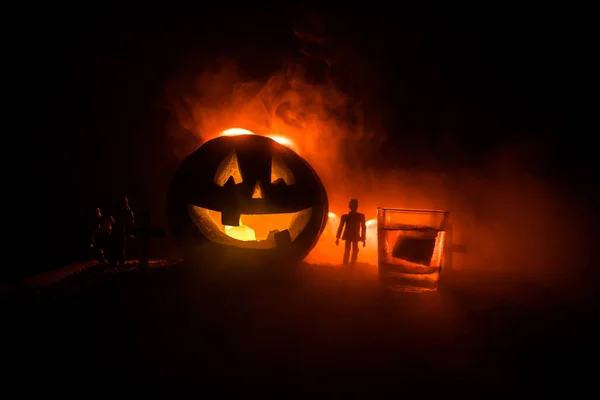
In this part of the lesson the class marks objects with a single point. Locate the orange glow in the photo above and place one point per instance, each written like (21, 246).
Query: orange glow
(284, 141)
(317, 121)
(241, 232)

# # # #

What you need to do =>
Update the lines above by swapping "orange glow" for "amber light" wherever it occurs, keeping everything else the same. Leave the pictures out of your answer.

Full response =>
In this part of the lesson the class marks objects with a single point. Locate the amber light in the photo above and place one point per instance, each written like (21, 246).
Query: amber light
(284, 141)
(317, 121)
(241, 232)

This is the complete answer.